=== 本文抜粋 ===
しかし、恒常的に貧しい西アジアでは、生産高が生存ラインを下回る地域が必ず生じ、それが集団内の衝突を引き起こす要因にもなった。(快くお裾分けするほどの余裕がない)
⇒そこで一旦、食料を「万物の循環の起点である神(天)への捧げもの」として神殿に納めさせ、「集団内の誰のものでもない、神(天)のもの」とし、「神(天)からのお恵み(施し)」として再分配することで、集団内の衝突を回避しながら、相互扶助を実現していった。

・分配が【祭祀場】でなく【神殿】で行われる理由もそこにある。祭祀場は、埋葬や飲み食い、踊りも含めた祭りの場であり、世界観を共有する追求や祈りの場でもあった。そうした現実の人間関係から切り離し、祈りに特化した神聖な場として【神殿】を作り、そこで行われる分配の公平性を保つことで集団内の衝突を回避しようとしたと思われる。集団の当事者から切り離された存在を措定して公平性を保とうとするこの発想は、現代の「第三者機関」によって公平性や透明性を保つ発想に繋がっている。

・実際の分配は神殿で神に仕える神官や巫女が司り、それが集団の統合階級となる。その統合階級は公平性と同時に、集団を統合し、厳しい局面を突破する力の欠乏に応える存在でなければならない。従って、単位集団から切り離された第三者機関であると同時に、神殿を作るくらいの(観念)力をもった集団が専任したと思われる。

※単位集団の代表者が統合階級になると、「自集団に有利なように」という意識が働くorそうみなされるので、公平性が保てない。⇒神にのみ仕える聖職者や高い(未知の)技術力を持って移住してきた他部族など、単位集団との関わりが薄い者が統合階級になったのではないか

※塔や高い石壁などの巨大建造物も、厳しい外圧に対抗する力の欠乏の表れであり、それだけのモノを作る技術力やその背景にある観念力の象徴。力を示すことが集団統合に繋がり、力を示すor強くすることが集団の高度化課題となった。洞窟時代から、西アジアや西欧ではエネルギーの増幅や力の欠乏を原動力に観念力を磨いてきたと思われる。

=== 資料 ===
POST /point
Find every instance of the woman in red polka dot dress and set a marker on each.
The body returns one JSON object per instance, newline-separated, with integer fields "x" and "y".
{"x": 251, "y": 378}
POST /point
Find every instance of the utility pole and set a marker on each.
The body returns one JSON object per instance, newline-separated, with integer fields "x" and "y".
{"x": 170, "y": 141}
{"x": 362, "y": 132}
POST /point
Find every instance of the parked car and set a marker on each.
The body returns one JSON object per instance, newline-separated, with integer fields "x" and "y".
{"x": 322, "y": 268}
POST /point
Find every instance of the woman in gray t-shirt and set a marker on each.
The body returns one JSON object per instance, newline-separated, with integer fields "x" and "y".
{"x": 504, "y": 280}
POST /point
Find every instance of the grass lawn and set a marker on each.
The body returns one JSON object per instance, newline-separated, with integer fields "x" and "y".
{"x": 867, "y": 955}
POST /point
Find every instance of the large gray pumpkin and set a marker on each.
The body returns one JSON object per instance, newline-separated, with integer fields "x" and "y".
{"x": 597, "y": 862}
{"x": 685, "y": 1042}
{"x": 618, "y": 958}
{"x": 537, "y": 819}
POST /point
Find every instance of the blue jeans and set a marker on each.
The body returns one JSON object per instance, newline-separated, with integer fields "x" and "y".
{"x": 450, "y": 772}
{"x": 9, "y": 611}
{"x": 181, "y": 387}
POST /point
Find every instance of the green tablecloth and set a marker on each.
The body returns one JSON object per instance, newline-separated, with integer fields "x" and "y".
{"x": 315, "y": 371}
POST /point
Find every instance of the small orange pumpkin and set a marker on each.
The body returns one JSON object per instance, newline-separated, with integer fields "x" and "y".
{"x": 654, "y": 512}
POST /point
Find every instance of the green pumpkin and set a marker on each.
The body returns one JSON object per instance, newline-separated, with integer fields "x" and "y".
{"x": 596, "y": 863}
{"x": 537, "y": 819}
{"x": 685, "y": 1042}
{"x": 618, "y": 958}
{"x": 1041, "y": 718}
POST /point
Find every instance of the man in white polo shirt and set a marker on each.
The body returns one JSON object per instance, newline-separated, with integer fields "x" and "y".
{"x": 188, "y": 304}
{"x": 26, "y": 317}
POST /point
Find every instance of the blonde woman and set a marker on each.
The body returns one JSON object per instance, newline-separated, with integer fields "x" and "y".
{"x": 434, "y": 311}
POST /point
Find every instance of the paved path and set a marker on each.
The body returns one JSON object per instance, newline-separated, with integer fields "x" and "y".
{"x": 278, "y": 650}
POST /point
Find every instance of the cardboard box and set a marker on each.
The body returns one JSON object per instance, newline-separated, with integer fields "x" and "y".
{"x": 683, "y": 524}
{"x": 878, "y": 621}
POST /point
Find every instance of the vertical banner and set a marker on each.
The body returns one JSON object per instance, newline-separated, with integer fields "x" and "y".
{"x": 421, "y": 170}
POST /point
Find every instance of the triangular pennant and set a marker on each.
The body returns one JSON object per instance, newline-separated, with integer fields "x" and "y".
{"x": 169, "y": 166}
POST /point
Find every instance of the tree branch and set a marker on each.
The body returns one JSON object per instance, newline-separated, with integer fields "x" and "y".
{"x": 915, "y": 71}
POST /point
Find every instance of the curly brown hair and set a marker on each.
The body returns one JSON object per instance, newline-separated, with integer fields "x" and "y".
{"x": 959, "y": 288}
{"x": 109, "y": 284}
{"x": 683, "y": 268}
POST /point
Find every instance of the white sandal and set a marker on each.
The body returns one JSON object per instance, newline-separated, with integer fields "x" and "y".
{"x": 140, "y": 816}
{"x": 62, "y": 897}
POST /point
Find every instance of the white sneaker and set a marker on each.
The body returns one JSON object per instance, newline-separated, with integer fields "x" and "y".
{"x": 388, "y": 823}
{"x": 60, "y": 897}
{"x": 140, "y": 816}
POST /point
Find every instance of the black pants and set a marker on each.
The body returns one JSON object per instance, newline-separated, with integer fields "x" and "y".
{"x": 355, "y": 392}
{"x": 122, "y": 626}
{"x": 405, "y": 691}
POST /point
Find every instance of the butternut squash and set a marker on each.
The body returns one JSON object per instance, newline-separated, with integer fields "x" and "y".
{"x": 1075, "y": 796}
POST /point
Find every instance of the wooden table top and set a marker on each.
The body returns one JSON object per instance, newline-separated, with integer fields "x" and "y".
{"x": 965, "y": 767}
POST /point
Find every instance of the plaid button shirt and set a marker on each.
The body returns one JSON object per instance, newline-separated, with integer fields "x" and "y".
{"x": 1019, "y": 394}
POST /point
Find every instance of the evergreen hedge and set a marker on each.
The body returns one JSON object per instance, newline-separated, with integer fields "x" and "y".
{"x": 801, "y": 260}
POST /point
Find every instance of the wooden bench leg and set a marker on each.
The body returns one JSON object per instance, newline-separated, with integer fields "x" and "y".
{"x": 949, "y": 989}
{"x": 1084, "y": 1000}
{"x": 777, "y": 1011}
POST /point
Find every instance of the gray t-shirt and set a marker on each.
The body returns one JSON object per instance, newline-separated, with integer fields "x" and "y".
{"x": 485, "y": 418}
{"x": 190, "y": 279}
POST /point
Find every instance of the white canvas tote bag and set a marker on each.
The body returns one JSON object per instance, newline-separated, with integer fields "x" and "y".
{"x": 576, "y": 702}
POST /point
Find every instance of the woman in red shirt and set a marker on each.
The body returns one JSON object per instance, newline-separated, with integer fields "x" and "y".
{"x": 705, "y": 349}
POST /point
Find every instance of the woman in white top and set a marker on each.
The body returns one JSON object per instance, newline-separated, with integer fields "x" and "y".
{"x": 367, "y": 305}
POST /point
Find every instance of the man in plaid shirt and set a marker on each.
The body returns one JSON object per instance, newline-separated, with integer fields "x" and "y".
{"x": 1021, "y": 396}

=== 課題一覧 ===
1. 神殿と分配に関する文章について、次の問いに答えること。
(a) 食料は何として、どこに納めさせたか。
(b) 実際の分配を司ったのは誰か。
(c) 塔や高い石壁などの巨大建造物は、何の表れだとされているか。
2. 神殿と分配に関する文章を、最後の文の後から書き継ぐこと。

=== 課題別の解答 ===
1.
(a) 「万物の循環の起点である神(天)への捧げもの」として、神殿に納めさせた。
(b) 神殿で神に仕える神官や巫女。
(c) 厳しい外圧に対抗する力の欠乏の表れ。

2.
それに対して、日本は環状列石などに見られる自然の摂理の解明や、土器や土偶に見られる循環の世界観の表現に追求の照準が当たっている。これも、世界観が変わると高度化課題の中身が変わるということの典型例と言える。

【3】日本と東アジア(興隆窪文化)の世界観の違いも考えてみましょう。

実際の実現塾では、

中国は川が多いことから、川の氾濫も多かったのではないか?/龍はどういう概念から出来ているのか?/龍は実在していないが、どのように生み出されたのか?/龍が集落のど真ん中におかれているが、中国ではどういう存在なのか?

などの発信がありました。


・中国の自然外圧は、日本程豊かではないが西アジア程貧しくもない。また、川が多く、比較的豊かな上流に遺跡が集中しており、同類圧力も日本と西アジアの中間くらいと思われる。(遼河程の大河となれば、上流と言っても水流が多く、下流は洪水や氾濫も頻発し、川の周辺も葦などの草ばかりで豊かでない。)
集落の真ん中に、龍がいるのが最大の特徴。(龍は、皇帝からマフィア、ラーメン屋までシンボルとする中国の象徴。21世紀の世界の覇権を握る中国を理解する上でも、龍は大きなカギとなる。)

■龍は、何を表しているのか?
・日本の神社にも水に関係するところには龍がいることが多く、水神様としてまつられる事も多い。つまり、龍は川の化身であり、水の力の象徴である。
・時代が下って紅山文化になると、「シカとイノシシと鳥の頭を持ち尾は魚」と表現されることもあり、「登り龍」という言葉や「鯉が上流に登って龍になる」という説話もうまれてくる。つまり龍には、恵の象徴でもあり、「天」の世界観や出世(豊かさ)を象徴する側面もある。
・また、実在の生物を組み合わせでできている所は、世界観の統合の過程で生み出された力の象徴であることを感じさせる。(力と力を合わせて最強の力を生み出す発想)それは、どの集団にも属さない抽象観念=天を統合軸にした西アジアと、万物の奥に八百万の神(精霊)を見て循環・調和を追求する日本の中間的な観念形態だとも言える。

■全体を通して何が言えるか?
自然圧力が、同類圧力の強さを規定して、自然圧力と同類圧力が世界観が規定する。そして、世界観によって欠乏や観念進化の方向性が規定される。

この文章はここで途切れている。